> [WHAT IS EXPECTED]
What you return should match the records below exactly.

> [EXTRACTED ENTRIES]
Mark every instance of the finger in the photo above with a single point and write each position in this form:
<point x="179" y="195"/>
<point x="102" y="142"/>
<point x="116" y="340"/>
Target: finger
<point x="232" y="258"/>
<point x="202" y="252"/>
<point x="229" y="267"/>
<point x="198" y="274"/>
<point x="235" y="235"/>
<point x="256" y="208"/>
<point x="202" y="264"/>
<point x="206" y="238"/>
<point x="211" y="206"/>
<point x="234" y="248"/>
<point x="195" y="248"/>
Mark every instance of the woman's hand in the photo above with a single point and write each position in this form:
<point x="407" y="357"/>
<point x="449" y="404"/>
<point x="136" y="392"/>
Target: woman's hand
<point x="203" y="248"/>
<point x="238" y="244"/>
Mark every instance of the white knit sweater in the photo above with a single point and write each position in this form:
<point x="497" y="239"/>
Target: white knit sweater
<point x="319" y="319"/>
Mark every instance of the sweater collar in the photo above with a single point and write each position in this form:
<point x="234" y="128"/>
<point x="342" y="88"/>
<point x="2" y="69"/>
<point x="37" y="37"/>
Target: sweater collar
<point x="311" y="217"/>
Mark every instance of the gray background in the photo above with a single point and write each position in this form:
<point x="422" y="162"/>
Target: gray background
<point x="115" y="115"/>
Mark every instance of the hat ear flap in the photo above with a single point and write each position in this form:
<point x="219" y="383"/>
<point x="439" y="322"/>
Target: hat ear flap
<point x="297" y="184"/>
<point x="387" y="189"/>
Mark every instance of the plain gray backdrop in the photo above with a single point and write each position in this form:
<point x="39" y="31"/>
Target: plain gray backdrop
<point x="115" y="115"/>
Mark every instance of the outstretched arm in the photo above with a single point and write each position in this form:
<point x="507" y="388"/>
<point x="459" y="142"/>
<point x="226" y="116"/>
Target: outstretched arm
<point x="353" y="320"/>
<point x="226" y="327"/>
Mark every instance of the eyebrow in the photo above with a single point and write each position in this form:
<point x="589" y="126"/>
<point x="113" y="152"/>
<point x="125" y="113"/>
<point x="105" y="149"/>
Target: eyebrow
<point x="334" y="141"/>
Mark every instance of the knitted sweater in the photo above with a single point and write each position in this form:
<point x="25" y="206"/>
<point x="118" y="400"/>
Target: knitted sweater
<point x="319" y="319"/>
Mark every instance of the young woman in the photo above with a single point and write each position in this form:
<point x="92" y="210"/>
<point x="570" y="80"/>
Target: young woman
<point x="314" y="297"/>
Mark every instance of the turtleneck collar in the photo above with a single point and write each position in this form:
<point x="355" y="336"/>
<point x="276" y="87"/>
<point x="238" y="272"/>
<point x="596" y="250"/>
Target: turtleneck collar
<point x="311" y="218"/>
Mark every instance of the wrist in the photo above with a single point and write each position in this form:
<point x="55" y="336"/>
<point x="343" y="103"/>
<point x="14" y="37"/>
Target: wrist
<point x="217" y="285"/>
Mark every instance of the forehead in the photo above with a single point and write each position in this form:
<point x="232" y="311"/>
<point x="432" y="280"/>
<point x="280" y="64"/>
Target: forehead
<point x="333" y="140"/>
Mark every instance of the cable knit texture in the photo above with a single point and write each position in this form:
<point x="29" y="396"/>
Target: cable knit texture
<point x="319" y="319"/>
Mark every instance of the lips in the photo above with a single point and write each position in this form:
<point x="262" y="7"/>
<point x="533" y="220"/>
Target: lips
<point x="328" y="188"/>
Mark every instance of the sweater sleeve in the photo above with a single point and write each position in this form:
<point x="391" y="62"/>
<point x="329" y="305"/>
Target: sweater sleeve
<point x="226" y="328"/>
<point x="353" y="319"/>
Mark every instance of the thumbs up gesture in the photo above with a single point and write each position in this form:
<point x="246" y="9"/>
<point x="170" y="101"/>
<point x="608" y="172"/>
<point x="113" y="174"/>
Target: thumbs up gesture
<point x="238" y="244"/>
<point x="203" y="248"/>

> [WRITTEN ANSWER]
Mark every instance of the finger in the photo above with a single point and write each position in this form:
<point x="179" y="195"/>
<point x="102" y="142"/>
<point x="116" y="340"/>
Target: finger
<point x="232" y="258"/>
<point x="202" y="252"/>
<point x="229" y="267"/>
<point x="198" y="274"/>
<point x="235" y="235"/>
<point x="256" y="208"/>
<point x="202" y="264"/>
<point x="206" y="238"/>
<point x="211" y="206"/>
<point x="234" y="248"/>
<point x="195" y="248"/>
Mark every instance of the woman's hand in the photo above with a single point and write each position in this form:
<point x="407" y="357"/>
<point x="449" y="404"/>
<point x="136" y="392"/>
Target: woman's hand
<point x="203" y="248"/>
<point x="238" y="244"/>
Mark every instance of the white knit sweater in the photo above with a single point and write each position in this form:
<point x="497" y="239"/>
Target: white knit sweater
<point x="319" y="319"/>
Mark every instance of the sweater collar in the photo above with a single point and write each position in this form:
<point x="234" y="128"/>
<point x="342" y="88"/>
<point x="2" y="69"/>
<point x="37" y="37"/>
Target: sweater collar
<point x="311" y="217"/>
Mark every instance of the gray background in the photo above with a single point and write each position in this form:
<point x="422" y="162"/>
Target: gray background
<point x="115" y="115"/>
Mark every instance of the hat ear flap in the photo above with a single point and write each position in this form:
<point x="219" y="383"/>
<point x="439" y="322"/>
Target: hat ear flap
<point x="297" y="184"/>
<point x="387" y="189"/>
Mark every instance of the plain gray backdrop in the photo above with a single point and write each position in this form:
<point x="39" y="31"/>
Target: plain gray backdrop
<point x="115" y="115"/>
Mark every instance of the outstretched arm in the photo above with a single point and write each position in this form:
<point x="507" y="388"/>
<point x="459" y="142"/>
<point x="226" y="116"/>
Target: outstretched arm
<point x="353" y="320"/>
<point x="226" y="327"/>
Mark every instance of the eyebrow in the photo above with a single point and write each position in this form:
<point x="589" y="126"/>
<point x="113" y="152"/>
<point x="125" y="113"/>
<point x="105" y="149"/>
Target: eyebrow
<point x="334" y="141"/>
Mark every instance of the knitted sweater in the photo above with a single point and write each position in this form:
<point x="25" y="206"/>
<point x="118" y="400"/>
Target: knitted sweater
<point x="319" y="319"/>
Mark every instance of the young woman in the photo above with a single point and write each position in this form:
<point x="92" y="210"/>
<point x="570" y="80"/>
Target: young woman
<point x="314" y="297"/>
Mark every instance of the turtleneck collar in the photo above with a single point and write each position in this form:
<point x="355" y="336"/>
<point x="276" y="87"/>
<point x="238" y="272"/>
<point x="596" y="250"/>
Target: turtleneck collar
<point x="311" y="218"/>
Mark every instance of the wrist in the photo above with a single point and write each position in this form:
<point x="55" y="336"/>
<point x="343" y="103"/>
<point x="14" y="37"/>
Target: wrist
<point x="217" y="285"/>
Mark every instance of the forehead in the photo above with a single point and write each position in this form:
<point x="232" y="311"/>
<point x="432" y="280"/>
<point x="280" y="64"/>
Target: forehead
<point x="333" y="140"/>
Mark every instance of the cable knit texture in the photo above with a single point and write each position in this form:
<point x="29" y="396"/>
Target: cable knit texture
<point x="319" y="319"/>
Mark every instance of the lips in the photo above with a single point and write each position in this form:
<point x="262" y="7"/>
<point x="533" y="220"/>
Target: lips
<point x="328" y="188"/>
Mark every instance of the sweater sleeve in the photo above with a single point and write each position in this form:
<point x="391" y="62"/>
<point x="329" y="305"/>
Target: sweater sleeve
<point x="226" y="328"/>
<point x="353" y="319"/>
Mark every instance of the thumbs up gesture in the photo above with a single point and write each position in this form:
<point x="246" y="9"/>
<point x="170" y="101"/>
<point x="608" y="172"/>
<point x="113" y="174"/>
Target: thumbs up gesture
<point x="238" y="244"/>
<point x="203" y="248"/>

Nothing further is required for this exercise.